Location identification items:
_ _ _ _
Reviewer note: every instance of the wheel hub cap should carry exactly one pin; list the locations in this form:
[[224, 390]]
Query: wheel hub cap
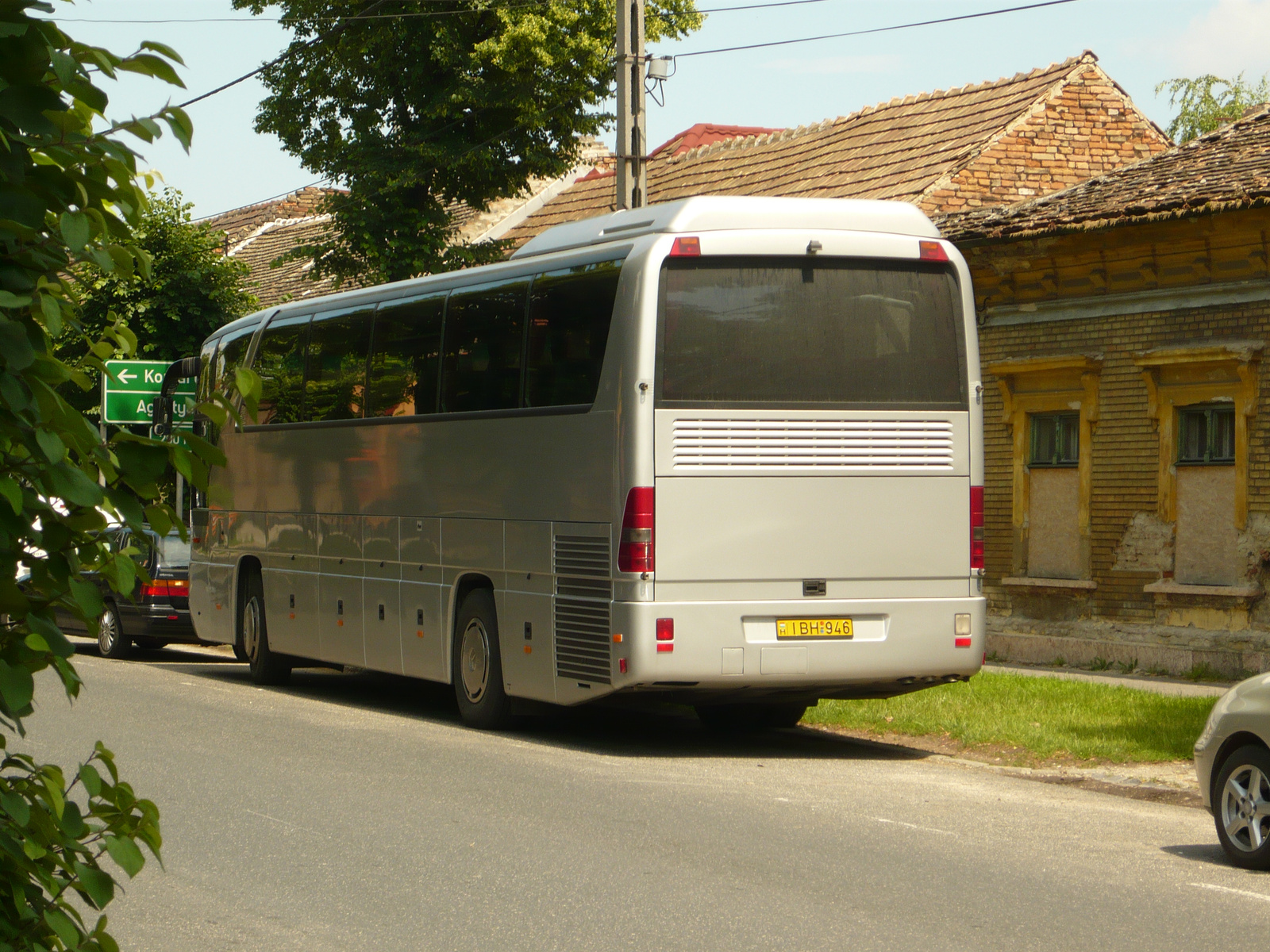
[[474, 660]]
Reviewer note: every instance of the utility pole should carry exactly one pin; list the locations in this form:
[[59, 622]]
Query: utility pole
[[632, 144]]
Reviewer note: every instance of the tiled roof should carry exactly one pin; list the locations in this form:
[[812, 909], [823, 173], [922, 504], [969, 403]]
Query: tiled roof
[[290, 281], [260, 234], [1223, 171], [705, 133], [901, 150], [239, 222]]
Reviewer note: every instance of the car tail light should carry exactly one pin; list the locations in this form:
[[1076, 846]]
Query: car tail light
[[165, 588], [976, 527], [689, 248], [931, 251], [635, 551]]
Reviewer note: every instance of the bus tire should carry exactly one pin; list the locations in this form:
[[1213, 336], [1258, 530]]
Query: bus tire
[[264, 664], [752, 717], [476, 666]]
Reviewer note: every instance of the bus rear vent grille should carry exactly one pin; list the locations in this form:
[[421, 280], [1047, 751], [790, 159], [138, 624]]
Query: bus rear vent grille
[[698, 444], [582, 555], [582, 640], [583, 603]]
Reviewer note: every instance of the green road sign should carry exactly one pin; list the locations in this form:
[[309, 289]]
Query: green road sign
[[130, 397]]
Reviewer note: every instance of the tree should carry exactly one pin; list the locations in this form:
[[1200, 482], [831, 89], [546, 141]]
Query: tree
[[1208, 102], [67, 194], [190, 289], [412, 109]]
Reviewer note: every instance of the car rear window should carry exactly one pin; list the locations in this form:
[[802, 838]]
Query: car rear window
[[173, 552]]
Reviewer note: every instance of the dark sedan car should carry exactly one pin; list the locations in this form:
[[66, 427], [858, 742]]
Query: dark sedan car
[[158, 612]]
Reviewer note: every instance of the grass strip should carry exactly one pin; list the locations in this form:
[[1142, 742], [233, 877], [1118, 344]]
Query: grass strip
[[1048, 717]]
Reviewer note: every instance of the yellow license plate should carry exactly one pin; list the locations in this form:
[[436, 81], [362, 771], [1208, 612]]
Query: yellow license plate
[[813, 628]]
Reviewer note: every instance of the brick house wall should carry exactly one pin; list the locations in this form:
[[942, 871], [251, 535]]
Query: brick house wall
[[1114, 295]]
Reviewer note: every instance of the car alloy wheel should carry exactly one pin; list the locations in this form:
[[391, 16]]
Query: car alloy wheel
[[1245, 810]]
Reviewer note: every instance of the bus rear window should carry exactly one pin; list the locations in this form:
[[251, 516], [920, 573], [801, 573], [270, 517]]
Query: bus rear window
[[780, 332]]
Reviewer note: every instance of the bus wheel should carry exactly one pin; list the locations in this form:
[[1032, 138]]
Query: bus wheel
[[111, 639], [749, 719], [476, 666], [266, 666]]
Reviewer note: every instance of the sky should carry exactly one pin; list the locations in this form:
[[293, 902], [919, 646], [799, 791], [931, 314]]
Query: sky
[[1138, 42]]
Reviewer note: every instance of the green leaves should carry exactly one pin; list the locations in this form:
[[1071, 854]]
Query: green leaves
[[76, 230], [1208, 103], [412, 114], [70, 205]]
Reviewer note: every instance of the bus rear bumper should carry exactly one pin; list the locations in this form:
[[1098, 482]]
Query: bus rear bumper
[[725, 647]]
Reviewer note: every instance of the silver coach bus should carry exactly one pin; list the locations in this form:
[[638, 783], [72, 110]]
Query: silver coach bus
[[728, 450]]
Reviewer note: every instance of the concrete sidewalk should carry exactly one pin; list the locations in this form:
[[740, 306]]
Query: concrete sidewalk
[[1159, 685]]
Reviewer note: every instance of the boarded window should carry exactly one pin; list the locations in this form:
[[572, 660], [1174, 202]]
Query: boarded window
[[406, 359], [1206, 435], [1056, 440], [482, 352], [279, 359], [571, 313], [336, 372]]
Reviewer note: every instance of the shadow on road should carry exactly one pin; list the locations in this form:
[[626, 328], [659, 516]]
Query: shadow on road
[[1208, 854], [619, 727]]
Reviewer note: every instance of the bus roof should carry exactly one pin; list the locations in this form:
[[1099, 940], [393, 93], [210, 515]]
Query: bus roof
[[734, 213]]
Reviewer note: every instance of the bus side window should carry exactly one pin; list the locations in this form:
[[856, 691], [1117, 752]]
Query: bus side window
[[406, 359], [482, 352], [336, 371], [569, 317], [279, 359], [207, 372], [229, 359]]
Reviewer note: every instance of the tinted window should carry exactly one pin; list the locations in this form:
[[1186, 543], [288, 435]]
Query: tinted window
[[230, 357], [406, 359], [173, 554], [207, 370], [482, 366], [279, 359], [336, 372], [569, 317], [787, 333]]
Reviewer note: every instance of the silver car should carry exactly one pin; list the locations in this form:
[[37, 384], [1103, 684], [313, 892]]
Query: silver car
[[1232, 762]]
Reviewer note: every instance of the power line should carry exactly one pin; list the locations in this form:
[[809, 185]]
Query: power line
[[403, 16], [876, 29], [362, 17], [289, 51], [698, 52]]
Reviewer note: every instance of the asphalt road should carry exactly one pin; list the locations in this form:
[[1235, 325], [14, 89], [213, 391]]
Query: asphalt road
[[356, 812]]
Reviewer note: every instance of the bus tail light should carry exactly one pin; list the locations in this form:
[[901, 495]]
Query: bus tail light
[[664, 635], [687, 248], [962, 634], [931, 251], [635, 551], [976, 527]]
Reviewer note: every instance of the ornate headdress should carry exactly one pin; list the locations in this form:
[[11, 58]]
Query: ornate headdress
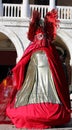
[[47, 26]]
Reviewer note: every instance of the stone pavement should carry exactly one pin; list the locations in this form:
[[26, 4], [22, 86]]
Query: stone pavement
[[12, 127]]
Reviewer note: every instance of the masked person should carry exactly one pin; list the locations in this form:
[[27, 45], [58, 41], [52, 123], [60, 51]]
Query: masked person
[[42, 96]]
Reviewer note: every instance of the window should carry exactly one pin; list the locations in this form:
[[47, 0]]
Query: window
[[42, 2], [12, 1]]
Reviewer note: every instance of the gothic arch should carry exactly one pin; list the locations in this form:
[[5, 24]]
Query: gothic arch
[[15, 40]]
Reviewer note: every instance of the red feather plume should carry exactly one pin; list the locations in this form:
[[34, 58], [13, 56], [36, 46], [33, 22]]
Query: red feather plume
[[50, 24]]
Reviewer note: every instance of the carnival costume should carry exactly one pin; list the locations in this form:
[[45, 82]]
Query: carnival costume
[[40, 95]]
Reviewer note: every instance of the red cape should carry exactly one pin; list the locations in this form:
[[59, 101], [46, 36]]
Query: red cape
[[55, 66]]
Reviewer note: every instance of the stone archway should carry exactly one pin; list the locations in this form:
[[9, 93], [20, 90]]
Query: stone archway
[[11, 51]]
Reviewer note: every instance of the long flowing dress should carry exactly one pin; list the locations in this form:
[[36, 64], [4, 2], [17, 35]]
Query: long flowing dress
[[39, 103]]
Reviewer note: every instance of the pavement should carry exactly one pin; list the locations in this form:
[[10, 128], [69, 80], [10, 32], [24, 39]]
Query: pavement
[[12, 127]]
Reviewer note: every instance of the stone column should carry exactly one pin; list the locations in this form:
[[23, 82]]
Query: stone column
[[25, 11], [51, 4], [1, 8]]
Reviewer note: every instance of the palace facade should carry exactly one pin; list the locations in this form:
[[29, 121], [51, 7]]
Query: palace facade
[[14, 22]]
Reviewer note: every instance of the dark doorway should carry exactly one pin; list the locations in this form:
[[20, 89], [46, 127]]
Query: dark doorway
[[7, 62], [42, 2], [12, 1]]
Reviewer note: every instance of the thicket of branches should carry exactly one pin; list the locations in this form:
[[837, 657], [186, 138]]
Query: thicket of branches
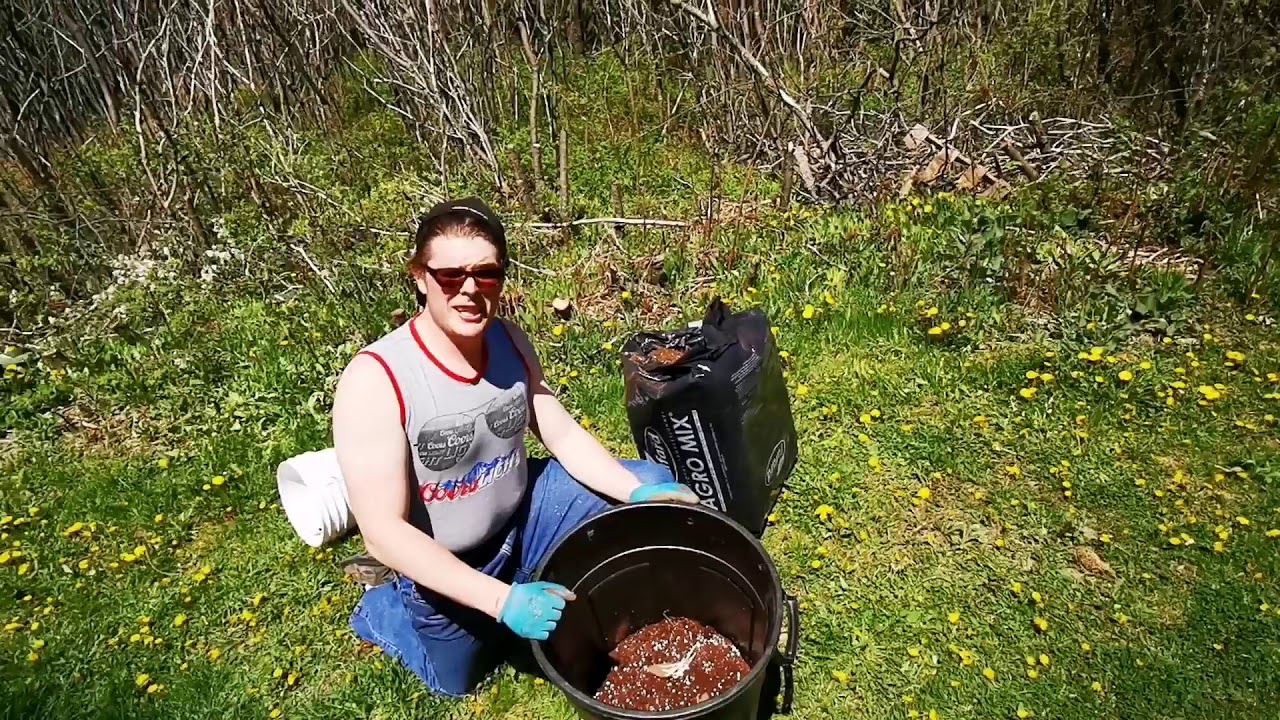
[[817, 90]]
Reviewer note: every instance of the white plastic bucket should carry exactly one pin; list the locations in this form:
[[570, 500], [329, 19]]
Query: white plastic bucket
[[315, 497]]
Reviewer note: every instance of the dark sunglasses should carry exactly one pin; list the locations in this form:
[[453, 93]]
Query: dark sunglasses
[[453, 278]]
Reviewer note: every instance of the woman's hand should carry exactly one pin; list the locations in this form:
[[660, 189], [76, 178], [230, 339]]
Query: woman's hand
[[533, 610], [663, 492]]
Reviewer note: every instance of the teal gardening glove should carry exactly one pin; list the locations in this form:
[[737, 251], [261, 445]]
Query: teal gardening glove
[[533, 609], [663, 492]]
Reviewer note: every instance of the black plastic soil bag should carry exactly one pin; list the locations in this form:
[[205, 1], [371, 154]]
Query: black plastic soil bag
[[709, 402]]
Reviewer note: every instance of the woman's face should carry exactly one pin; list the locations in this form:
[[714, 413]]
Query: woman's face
[[461, 302]]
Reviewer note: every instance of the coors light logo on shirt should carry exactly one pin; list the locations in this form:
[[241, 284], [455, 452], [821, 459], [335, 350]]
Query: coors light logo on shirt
[[448, 443]]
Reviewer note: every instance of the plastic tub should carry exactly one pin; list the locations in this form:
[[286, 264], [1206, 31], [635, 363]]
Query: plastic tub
[[636, 564], [315, 496]]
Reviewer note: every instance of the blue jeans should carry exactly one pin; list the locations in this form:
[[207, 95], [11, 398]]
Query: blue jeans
[[452, 647]]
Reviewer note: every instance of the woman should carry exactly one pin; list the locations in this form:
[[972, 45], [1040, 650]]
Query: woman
[[429, 427]]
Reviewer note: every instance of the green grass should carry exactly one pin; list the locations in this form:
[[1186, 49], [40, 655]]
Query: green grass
[[229, 379]]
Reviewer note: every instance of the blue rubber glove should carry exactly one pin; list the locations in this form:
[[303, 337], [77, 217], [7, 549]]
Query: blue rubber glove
[[533, 609], [663, 492]]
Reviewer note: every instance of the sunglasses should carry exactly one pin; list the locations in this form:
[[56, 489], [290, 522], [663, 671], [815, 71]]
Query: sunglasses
[[453, 278]]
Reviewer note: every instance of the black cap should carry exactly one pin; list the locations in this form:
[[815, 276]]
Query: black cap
[[471, 208]]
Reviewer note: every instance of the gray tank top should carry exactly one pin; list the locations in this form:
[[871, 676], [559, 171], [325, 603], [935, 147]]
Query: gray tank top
[[466, 436]]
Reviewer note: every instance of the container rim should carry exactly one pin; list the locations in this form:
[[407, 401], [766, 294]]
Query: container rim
[[759, 666]]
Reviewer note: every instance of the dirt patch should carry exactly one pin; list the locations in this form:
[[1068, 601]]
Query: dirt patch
[[644, 678]]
_ _ _ _
TASK BRIEF: Each line from the one containing "Reviewer note: every instance of the sunglasses" through the end of the entries, both included, is to be returned exactly, with no other lines.

FULL ANSWER:
Reviewer note: every instance of the sunglasses should carry exactly one pin; list the locations in this form:
[[56, 489], [290, 522], [663, 671], [815, 71]]
Query: sunglasses
[[453, 278]]
Reviewer note: every instance of the black cap should carry exactly one pin; list the locations in this form:
[[815, 276]]
Query: black cap
[[471, 208]]
Reviewer note: every instance of the gray tank top should carry exactly one pin; list the locations in this form:
[[871, 676], [559, 171], [325, 603], [935, 147]]
Query: gray tank top
[[466, 436]]
Reviewer note: every instance of the container rim should carry exactly one pin; list the locations in this form:
[[407, 401], [766, 294]]
Query: container rim
[[759, 666]]
Reviewer note: every instance of the dirt patch should carry exactly one pin; list the locations in this form:
[[1068, 601]]
Query: dirt patch
[[644, 678]]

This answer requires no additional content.